Do parents who lose children in tragic accidents (or worse, murdered) feel more loss than parents who lose children to natural causes, because accidents are harder to explain or "justify"?
Do parents of older children feel more loss than parents of young children, because they’ve spent more years with them?
Do birth parents feel more loss than adoptive parents at the death of a child?
Do mothers who give up a child for adoption feel the same kind of loss as a mother whose child physically dies?
Do mothers feel more loss than fathers, because they carried the child in gestation and are typically the ones who spend more time caring for the child?
Do nannies and other third party caregivers have a right to feel a loss similar to the parent if their long-time charge dies?
Does a poor mother in Darfur feel any less of a loss over their child from starvation than a wealthy mother does over the death of their child from an illegal drug overdose?
Do children who’ve emotionally lost a parent (Eg. through abandonment) feel any less of a loss than children who lose a parent physically?
Should anyone be able to "rate" or "rank" the bereavement felt by different people? Can or should such pain be valued or measured?
Eleven years ago I "chose" to murder euthanize my child cat. He was about 17 years old, suffering only from ailments common to older cats, but which were complicated by diabetes. He came to the point where he needed someone to watch him 18+ hours a day. Being single and self-supporting, I was not able to do that at the time. I had to make the agonizing decision to ease his pain by killing him. A year later I had to make a similar agonizing decision about taking the life of my other cat (the mother of the other one), although in that case the medical facts were clearer as to which was the right path.
***
_TASK BRIEF_
Continue the piece above on ranking grief, picking up after its last sentence about the decision over the other cat.
***
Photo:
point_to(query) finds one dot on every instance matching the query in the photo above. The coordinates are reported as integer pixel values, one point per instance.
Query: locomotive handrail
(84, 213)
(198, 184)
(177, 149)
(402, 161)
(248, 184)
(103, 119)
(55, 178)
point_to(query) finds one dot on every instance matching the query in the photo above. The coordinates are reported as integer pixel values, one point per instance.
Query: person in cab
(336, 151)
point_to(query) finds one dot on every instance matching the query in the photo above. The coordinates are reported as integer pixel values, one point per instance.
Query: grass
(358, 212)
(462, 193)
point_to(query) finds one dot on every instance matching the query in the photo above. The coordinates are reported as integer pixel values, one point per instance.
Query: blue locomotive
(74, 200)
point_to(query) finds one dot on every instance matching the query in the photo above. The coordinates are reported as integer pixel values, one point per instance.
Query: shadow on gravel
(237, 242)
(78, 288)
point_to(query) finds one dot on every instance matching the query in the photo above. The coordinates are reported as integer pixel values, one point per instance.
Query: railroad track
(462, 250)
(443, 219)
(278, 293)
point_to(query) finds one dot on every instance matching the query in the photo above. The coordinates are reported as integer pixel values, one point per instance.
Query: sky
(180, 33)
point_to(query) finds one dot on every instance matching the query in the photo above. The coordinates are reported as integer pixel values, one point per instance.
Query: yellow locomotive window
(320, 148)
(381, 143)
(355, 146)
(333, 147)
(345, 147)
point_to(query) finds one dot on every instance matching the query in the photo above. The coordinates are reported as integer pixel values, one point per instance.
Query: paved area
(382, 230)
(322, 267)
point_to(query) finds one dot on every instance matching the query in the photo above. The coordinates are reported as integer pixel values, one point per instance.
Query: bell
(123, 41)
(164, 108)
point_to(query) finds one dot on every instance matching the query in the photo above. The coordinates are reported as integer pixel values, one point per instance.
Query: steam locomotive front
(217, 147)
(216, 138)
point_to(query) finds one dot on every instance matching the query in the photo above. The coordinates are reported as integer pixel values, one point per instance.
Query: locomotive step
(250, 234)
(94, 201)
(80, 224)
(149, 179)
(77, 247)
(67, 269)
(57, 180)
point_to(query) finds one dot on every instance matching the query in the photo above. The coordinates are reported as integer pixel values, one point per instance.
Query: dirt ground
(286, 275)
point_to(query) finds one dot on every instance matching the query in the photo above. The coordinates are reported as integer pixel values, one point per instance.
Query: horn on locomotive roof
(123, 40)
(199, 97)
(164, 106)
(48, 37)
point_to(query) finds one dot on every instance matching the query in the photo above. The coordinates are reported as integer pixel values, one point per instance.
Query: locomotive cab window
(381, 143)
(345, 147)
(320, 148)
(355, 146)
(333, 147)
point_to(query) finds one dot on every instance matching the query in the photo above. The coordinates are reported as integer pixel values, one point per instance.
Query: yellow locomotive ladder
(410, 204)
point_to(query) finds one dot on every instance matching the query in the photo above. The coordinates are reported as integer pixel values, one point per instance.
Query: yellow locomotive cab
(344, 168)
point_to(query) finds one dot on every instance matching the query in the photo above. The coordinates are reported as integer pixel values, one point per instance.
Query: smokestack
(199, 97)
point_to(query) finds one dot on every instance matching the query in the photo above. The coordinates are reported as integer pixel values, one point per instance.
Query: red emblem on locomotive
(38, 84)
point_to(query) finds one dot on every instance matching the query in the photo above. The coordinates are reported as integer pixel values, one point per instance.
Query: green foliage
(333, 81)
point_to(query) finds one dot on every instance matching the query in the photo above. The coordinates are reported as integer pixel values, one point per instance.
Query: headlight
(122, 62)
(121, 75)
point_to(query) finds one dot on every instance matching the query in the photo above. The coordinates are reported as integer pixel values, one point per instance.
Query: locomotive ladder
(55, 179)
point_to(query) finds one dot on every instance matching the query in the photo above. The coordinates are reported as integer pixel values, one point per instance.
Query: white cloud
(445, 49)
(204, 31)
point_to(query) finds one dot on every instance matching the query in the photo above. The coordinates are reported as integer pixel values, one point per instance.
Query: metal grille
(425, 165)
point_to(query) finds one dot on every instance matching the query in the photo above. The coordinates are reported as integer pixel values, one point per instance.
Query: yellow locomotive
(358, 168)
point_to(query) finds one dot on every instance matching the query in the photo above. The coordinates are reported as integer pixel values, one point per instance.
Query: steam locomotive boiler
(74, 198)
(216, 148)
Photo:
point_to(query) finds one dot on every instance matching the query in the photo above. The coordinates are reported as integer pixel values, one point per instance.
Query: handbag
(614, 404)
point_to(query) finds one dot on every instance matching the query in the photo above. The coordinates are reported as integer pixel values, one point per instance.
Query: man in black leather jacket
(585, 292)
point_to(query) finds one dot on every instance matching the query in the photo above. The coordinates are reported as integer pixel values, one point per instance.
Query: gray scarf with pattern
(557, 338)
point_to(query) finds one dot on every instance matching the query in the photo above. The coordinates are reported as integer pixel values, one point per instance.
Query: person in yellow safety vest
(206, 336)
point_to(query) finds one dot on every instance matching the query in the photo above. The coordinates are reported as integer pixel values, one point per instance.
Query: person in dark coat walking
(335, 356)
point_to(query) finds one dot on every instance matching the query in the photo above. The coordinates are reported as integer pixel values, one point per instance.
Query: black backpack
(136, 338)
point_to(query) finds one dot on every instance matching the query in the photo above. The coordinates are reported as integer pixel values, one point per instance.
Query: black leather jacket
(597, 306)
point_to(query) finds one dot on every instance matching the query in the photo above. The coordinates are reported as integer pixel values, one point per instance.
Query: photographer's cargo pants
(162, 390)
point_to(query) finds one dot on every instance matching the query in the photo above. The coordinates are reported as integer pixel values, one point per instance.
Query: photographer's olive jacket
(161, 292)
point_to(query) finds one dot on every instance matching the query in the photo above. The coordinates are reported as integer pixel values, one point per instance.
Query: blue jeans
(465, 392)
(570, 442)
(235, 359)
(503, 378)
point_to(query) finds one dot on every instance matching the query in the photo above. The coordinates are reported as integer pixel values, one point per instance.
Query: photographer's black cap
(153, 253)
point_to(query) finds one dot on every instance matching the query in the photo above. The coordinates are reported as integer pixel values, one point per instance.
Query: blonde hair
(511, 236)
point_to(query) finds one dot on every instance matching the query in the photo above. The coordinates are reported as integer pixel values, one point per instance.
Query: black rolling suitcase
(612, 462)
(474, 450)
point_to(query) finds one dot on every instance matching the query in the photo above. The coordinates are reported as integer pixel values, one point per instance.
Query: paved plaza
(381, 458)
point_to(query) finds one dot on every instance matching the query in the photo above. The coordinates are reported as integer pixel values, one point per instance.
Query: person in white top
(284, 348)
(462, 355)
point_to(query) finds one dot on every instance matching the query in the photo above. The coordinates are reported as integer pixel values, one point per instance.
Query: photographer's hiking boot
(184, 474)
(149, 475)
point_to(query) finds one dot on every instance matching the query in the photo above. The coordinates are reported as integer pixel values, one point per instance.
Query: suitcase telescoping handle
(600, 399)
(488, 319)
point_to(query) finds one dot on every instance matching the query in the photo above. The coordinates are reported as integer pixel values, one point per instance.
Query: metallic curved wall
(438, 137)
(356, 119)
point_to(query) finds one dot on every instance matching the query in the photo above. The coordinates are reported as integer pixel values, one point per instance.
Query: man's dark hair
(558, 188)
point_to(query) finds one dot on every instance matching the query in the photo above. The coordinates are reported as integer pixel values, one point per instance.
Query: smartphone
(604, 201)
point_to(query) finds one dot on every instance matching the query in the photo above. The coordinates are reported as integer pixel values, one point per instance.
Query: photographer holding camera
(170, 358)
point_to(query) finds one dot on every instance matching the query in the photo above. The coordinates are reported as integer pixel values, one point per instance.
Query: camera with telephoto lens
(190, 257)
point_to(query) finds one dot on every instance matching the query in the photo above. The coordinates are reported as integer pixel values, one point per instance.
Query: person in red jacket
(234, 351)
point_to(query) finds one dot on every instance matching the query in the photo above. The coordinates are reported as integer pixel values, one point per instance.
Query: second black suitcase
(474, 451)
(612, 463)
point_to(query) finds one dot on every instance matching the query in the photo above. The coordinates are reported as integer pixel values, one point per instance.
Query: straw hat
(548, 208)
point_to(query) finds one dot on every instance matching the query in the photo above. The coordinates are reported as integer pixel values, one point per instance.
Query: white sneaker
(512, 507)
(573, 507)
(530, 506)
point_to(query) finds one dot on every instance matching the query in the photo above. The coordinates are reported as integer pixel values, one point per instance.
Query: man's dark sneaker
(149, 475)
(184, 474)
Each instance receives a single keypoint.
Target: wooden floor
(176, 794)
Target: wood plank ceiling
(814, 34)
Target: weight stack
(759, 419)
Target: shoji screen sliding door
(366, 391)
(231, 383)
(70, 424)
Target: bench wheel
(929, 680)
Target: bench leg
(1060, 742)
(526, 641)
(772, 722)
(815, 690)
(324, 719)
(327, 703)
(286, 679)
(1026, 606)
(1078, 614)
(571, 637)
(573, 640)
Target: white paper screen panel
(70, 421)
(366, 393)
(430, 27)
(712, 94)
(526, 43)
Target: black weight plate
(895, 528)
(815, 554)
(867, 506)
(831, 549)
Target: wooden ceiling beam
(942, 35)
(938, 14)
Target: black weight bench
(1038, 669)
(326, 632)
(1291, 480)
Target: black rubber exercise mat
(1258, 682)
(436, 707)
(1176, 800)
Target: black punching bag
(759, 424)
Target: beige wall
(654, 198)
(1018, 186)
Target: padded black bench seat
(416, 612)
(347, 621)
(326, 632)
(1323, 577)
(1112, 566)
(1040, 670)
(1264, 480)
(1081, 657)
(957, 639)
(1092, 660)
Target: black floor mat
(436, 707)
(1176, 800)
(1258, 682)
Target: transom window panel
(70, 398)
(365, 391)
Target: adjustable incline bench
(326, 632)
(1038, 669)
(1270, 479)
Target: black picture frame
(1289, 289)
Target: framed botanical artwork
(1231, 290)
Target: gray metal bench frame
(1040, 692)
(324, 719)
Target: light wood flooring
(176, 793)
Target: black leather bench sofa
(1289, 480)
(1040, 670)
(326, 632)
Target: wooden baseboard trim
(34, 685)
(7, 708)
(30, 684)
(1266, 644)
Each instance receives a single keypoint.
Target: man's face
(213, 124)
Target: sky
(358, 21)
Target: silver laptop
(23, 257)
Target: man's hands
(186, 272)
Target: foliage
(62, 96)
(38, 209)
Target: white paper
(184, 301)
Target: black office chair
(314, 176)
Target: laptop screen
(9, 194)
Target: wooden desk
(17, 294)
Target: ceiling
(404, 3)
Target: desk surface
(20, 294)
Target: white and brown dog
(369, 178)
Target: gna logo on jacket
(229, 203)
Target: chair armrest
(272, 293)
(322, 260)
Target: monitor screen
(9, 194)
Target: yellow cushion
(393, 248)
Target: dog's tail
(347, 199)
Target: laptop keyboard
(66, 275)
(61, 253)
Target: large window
***
_ANSWER BELOW_
No, I will never personally know the horrendous pain of losing my own child, because thus far I haven't been fortunate to bear or adopt any. All I know is the tremendous pain and guilt of having the ability to "play god" by choosing to take the life of a living being that I’d nurtured and loved, and that loved me in return (despite my faults), for years. The only thing I can compare that to is the deaths of distant relatives and friends, and I have to say that the loss of my cats impacted me more overall.
But how does my pain over the death of my cats, the only children I’ve ever known, diminish someone else's pain over the loss of a human child, any more than the marriage between people of the same sex threatens the marriage between people of opposite sexes? What gives someone the right to judge my pain, to dismiss or belittle it based on their experiences and standards? Isn't this the sort of argument we face with abortion issues - by whose standard (medical, religious, other) do we determine whether abortion is "murder"?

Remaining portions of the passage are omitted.